[Start of Attachment]

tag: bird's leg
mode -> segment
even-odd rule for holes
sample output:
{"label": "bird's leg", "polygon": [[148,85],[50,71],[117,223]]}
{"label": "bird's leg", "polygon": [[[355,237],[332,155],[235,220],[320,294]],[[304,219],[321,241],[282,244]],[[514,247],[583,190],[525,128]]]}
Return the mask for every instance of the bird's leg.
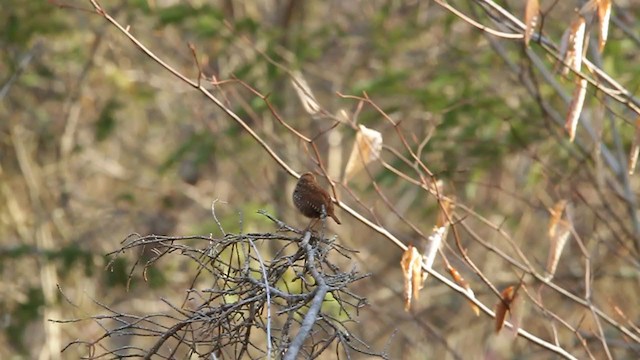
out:
{"label": "bird's leg", "polygon": [[327,208],[322,204],[320,206],[320,221],[322,221],[321,234],[324,234],[324,229],[327,227]]}
{"label": "bird's leg", "polygon": [[313,230],[313,227],[316,225],[317,222],[318,222],[318,219],[311,219],[311,221],[309,222],[309,225],[307,225],[304,231]]}
{"label": "bird's leg", "polygon": [[322,223],[326,224],[327,221],[327,208],[324,206],[324,204],[322,204],[322,206],[320,207],[320,219],[322,219]]}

[End of Attachment]

WHAT THE EXERCISE ASKS =>
Print the records above verbatim, minus any pictures.

WRITTEN SOLUTION =>
tag: bird's leg
mode -> segment
even-odd rule for holes
sample output:
{"label": "bird's leg", "polygon": [[148,85],[50,71],[117,223]]}
{"label": "bird's leg", "polygon": [[[355,237],[332,155],[235,220],[320,294]],[[304,219],[321,241],[282,244]],[[514,247],[583,190],[525,128]]]}
Return the mask for every instance of the bird's leg.
out:
{"label": "bird's leg", "polygon": [[327,208],[322,204],[320,206],[320,221],[322,221],[321,234],[324,234],[324,229],[327,227]]}
{"label": "bird's leg", "polygon": [[313,230],[313,227],[316,225],[317,222],[318,222],[318,219],[311,219],[311,221],[309,222],[309,225],[307,225],[304,231]]}
{"label": "bird's leg", "polygon": [[322,223],[326,224],[327,221],[327,208],[324,206],[324,204],[322,204],[322,206],[320,207],[320,219],[322,219]]}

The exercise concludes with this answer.